Point-per-instance localization data:
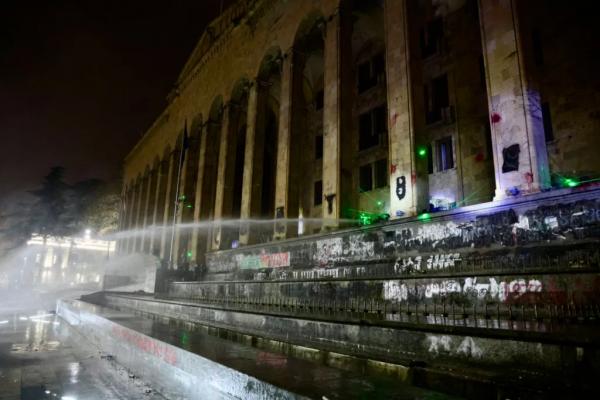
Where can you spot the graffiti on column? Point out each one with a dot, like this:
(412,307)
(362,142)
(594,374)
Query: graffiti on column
(401,187)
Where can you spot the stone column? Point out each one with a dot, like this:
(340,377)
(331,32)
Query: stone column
(198,200)
(249,160)
(138,213)
(178,204)
(337,168)
(130,217)
(154,220)
(222,181)
(145,210)
(165,233)
(403,170)
(519,146)
(283,145)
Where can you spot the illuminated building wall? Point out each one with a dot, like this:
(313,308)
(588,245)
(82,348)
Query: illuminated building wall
(332,110)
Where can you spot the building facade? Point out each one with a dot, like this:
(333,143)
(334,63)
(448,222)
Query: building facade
(297,117)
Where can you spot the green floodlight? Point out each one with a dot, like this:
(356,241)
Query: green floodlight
(424,217)
(569,182)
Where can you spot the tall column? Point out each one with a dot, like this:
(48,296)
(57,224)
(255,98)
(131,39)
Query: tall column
(154,212)
(223,170)
(198,199)
(145,210)
(403,170)
(165,236)
(337,173)
(283,145)
(131,217)
(519,147)
(138,214)
(249,159)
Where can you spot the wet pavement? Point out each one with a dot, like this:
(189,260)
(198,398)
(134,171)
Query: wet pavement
(301,376)
(40,358)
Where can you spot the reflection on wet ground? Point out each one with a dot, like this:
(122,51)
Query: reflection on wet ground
(40,360)
(304,377)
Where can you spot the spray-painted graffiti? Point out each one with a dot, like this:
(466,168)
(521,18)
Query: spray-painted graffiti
(275,260)
(479,288)
(329,251)
(146,344)
(440,344)
(401,187)
(432,262)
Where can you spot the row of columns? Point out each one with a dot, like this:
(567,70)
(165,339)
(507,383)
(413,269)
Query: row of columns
(514,115)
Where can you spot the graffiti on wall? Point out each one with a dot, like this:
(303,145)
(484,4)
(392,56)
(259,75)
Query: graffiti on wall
(273,260)
(479,288)
(146,344)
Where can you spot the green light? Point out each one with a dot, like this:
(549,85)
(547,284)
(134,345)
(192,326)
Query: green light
(364,219)
(424,216)
(570,182)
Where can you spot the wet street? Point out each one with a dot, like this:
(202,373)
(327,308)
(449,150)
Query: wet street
(40,358)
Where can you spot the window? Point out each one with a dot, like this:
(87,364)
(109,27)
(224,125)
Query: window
(365,178)
(373,175)
(318,193)
(318,147)
(547,120)
(372,128)
(381,176)
(371,73)
(319,100)
(436,99)
(431,38)
(429,159)
(445,156)
(538,49)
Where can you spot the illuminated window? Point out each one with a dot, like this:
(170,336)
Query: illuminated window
(373,175)
(371,73)
(372,128)
(318,147)
(436,99)
(445,156)
(431,38)
(318,193)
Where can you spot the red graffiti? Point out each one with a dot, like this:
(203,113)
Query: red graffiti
(146,344)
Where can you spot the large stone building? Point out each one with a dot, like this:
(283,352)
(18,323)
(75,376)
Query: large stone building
(318,114)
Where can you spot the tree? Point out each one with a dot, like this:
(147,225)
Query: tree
(47,214)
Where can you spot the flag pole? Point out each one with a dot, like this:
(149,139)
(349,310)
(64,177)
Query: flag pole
(176,206)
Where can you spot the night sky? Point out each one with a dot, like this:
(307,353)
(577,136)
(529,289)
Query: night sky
(80,81)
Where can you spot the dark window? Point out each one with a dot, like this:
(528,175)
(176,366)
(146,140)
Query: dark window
(381,176)
(445,154)
(319,100)
(371,73)
(538,49)
(365,178)
(431,38)
(547,120)
(318,147)
(436,99)
(482,79)
(318,193)
(372,128)
(429,159)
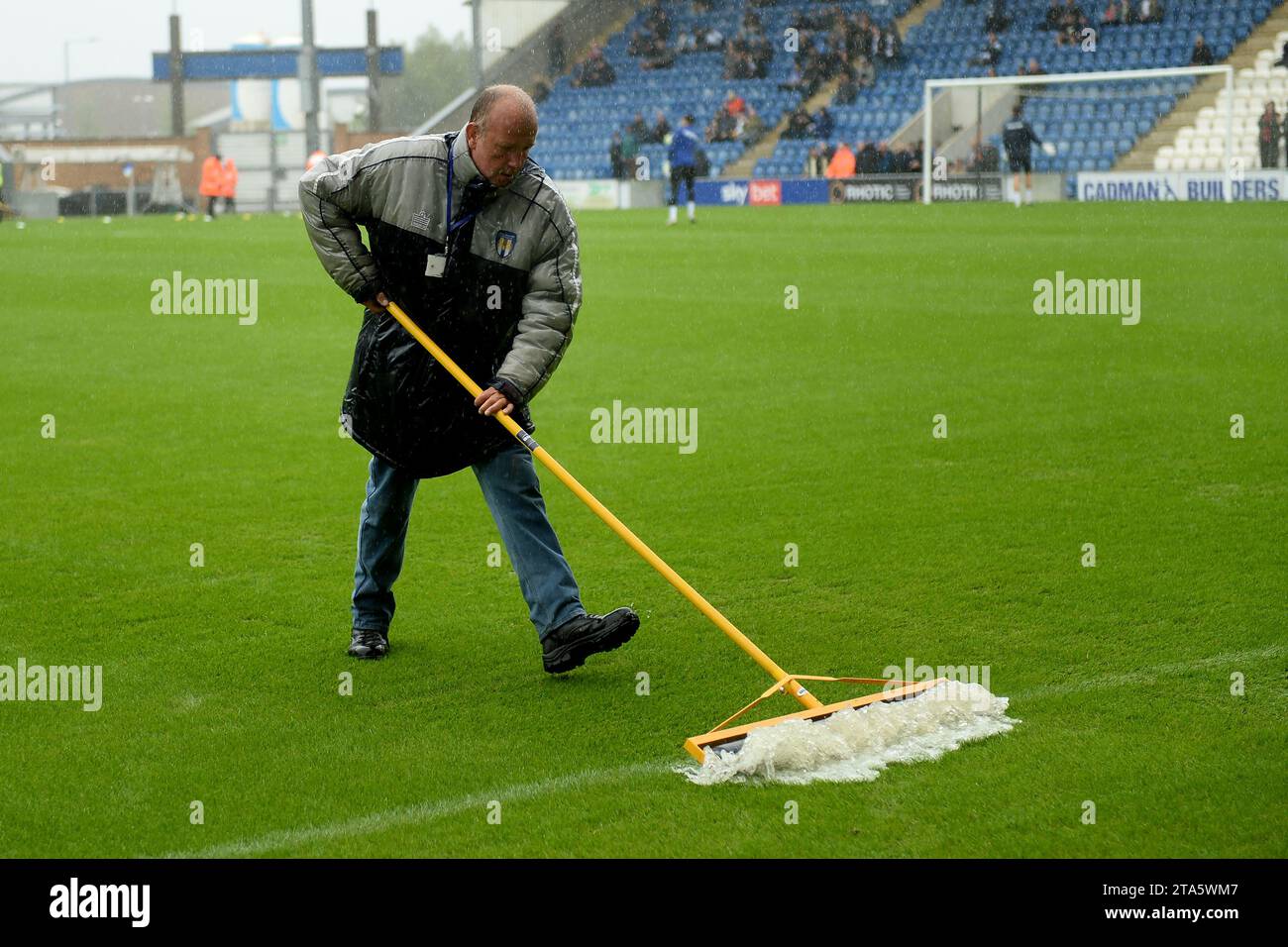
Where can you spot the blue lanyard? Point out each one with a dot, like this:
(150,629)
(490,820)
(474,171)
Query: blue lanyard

_Exercise aim_
Write out every record exactly. Leave the pictures out.

_Exercise output_
Where can you spot the graffiti on column? Point out each one with a dot, like this:
(412,307)
(362,142)
(594,374)
Query: graffiti on column
(401,187)
Where can you spot the stone column? Point out each one with a dot, like this:
(340,377)
(331,32)
Query: stone column
(198,200)
(249,160)
(138,213)
(178,204)
(337,168)
(130,217)
(154,220)
(222,181)
(145,210)
(165,233)
(403,170)
(519,146)
(283,145)
Where can you spot the illuminated building wall? Point out each one with a dot, like this:
(313,308)
(588,245)
(82,348)
Query: illuminated building wall
(332,110)
Where can you spot the building facade? Point out each one with a dot, like this:
(333,143)
(334,63)
(448,222)
Query: building facade
(297,117)
Where can you spot the green floodlight? Point out each one with a dot, like this:
(356,241)
Query: green floodlight
(424,217)
(569,182)
Where can you spot the tall column? Point out each one with a dot, like this:
(48,296)
(57,224)
(255,98)
(131,39)
Query: tall column
(154,212)
(223,170)
(198,199)
(145,210)
(403,170)
(165,236)
(337,173)
(283,145)
(131,217)
(519,147)
(138,214)
(249,159)
Where can you spot the wet pavement? Point out each one with a dot, like this:
(189,260)
(198,398)
(134,171)
Query: wet pavement
(301,376)
(40,358)
Where can you spot the reflection on wet ground? Point out each one with a dot, like this:
(122,51)
Query: reflection on wet ground
(40,360)
(304,377)
Where can you spot the spray-painted graffiti? Point out each one with a dot, like this:
(466,168)
(521,18)
Query: spray-painted graffiti
(275,260)
(479,288)
(329,251)
(146,344)
(440,344)
(401,187)
(432,262)
Where can you spot the row of columns? Point out each one with a dot, like this:
(567,70)
(165,339)
(507,383)
(413,269)
Query: row of columns
(514,115)
Where can you spot the graffiti on wall? Point out each one with a dot, like this:
(303,145)
(484,4)
(392,56)
(259,75)
Query: graffiti on wall
(273,260)
(479,288)
(146,344)
Where can you spot the green light? Point out each one with a dot, like this:
(549,85)
(547,284)
(134,345)
(192,326)
Query: green light
(364,219)
(424,216)
(570,182)
Where can you spot the wet street? Point out each one with a dot, like this:
(202,373)
(327,308)
(449,150)
Query: wet street
(40,358)
Where can you spot the window? Point out each one with a dot, like this:
(87,364)
(109,27)
(224,125)
Query: window
(365,178)
(373,175)
(318,193)
(318,147)
(547,120)
(372,128)
(381,176)
(371,73)
(319,100)
(436,99)
(431,38)
(429,159)
(445,156)
(538,49)
Where can you spot the illuminated window? Point out each one with a dot, like this:
(170,336)
Query: illuminated window
(373,175)
(371,73)
(372,128)
(318,147)
(436,99)
(445,156)
(431,38)
(318,193)
Where can you spot the red graffiti? Point out each one with a dot, like this:
(203,113)
Query: red graffiti
(146,344)
Where can you spot the large stone building? Point out each one with a dot, like this:
(283,352)
(18,323)
(75,376)
Query: large stone building
(318,114)
Where can you spot the tree? Point out each one with a dot, like this:
(147,225)
Query: tree
(47,214)
Where can you spot the flag pole? Point out each one with a dot, like this:
(149,139)
(349,310)
(64,177)
Query: flag pole
(176,206)
Where can you spot the night sky? Point out each one with a dot, like this:
(307,353)
(577,136)
(529,289)
Query: night sky
(80,81)
Where can you spot the dark window? Point out each one with a dot, like this:
(528,175)
(176,366)
(146,140)
Query: dark window
(381,176)
(445,154)
(319,100)
(371,73)
(538,49)
(365,178)
(431,38)
(547,120)
(318,147)
(436,99)
(482,79)
(318,193)
(372,128)
(429,159)
Where can you spot the blue lanyard? Point out each one with a dot, like this:
(150,629)
(490,820)
(474,171)
Query: blue lanyard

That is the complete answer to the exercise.